Copy out the listing word for word, starting at the line that has "Every instance of the oven" and stopping after the line that has "[[101, 273]]".

● Data lines:
....

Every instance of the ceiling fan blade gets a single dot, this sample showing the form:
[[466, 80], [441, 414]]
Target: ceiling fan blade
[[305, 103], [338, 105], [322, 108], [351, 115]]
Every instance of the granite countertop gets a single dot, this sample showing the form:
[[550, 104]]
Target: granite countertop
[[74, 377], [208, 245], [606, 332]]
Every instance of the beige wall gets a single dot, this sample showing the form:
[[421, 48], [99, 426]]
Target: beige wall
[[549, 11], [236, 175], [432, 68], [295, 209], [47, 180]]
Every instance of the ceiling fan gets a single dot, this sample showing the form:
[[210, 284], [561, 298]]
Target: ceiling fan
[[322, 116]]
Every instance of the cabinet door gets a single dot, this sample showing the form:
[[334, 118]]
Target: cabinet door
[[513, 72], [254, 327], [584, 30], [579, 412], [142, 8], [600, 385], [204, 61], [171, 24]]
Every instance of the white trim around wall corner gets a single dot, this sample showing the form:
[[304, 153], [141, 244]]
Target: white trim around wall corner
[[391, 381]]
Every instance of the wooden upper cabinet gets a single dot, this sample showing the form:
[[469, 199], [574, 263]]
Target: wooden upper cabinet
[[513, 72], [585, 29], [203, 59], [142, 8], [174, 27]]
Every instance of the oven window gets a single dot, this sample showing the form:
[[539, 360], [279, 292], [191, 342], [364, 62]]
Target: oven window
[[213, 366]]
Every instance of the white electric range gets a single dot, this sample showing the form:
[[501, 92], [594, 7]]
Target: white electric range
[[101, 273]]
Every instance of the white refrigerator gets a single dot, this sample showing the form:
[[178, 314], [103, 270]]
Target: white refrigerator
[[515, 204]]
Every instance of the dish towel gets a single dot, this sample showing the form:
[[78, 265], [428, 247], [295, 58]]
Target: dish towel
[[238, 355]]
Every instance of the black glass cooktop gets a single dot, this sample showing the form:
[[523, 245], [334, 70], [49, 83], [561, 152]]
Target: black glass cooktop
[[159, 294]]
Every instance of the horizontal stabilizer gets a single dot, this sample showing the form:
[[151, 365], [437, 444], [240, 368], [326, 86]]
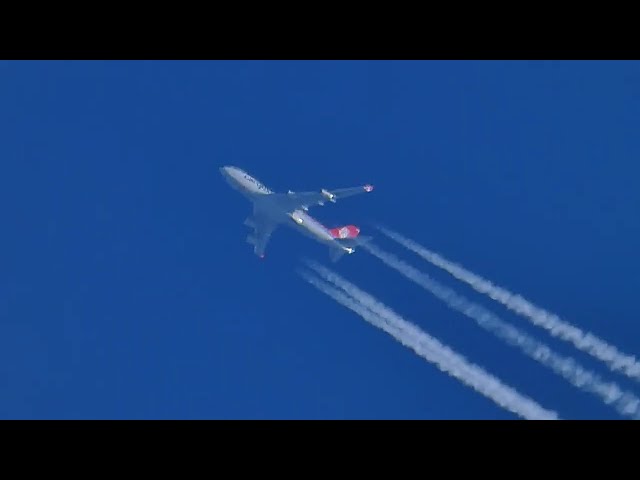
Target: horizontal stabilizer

....

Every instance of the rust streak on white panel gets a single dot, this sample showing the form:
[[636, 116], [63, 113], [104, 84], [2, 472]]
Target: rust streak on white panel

....

● The response:
Every instance of the oven window gets a single dot, this sample showing the form:
[[539, 360], [279, 292], [191, 342], [364, 62]]
Target: oven window
[[213, 366]]
Every instance of the white electric range gets a single dot, this sample showing the form:
[[501, 92], [594, 7]]
Target: white electric range
[[101, 273]]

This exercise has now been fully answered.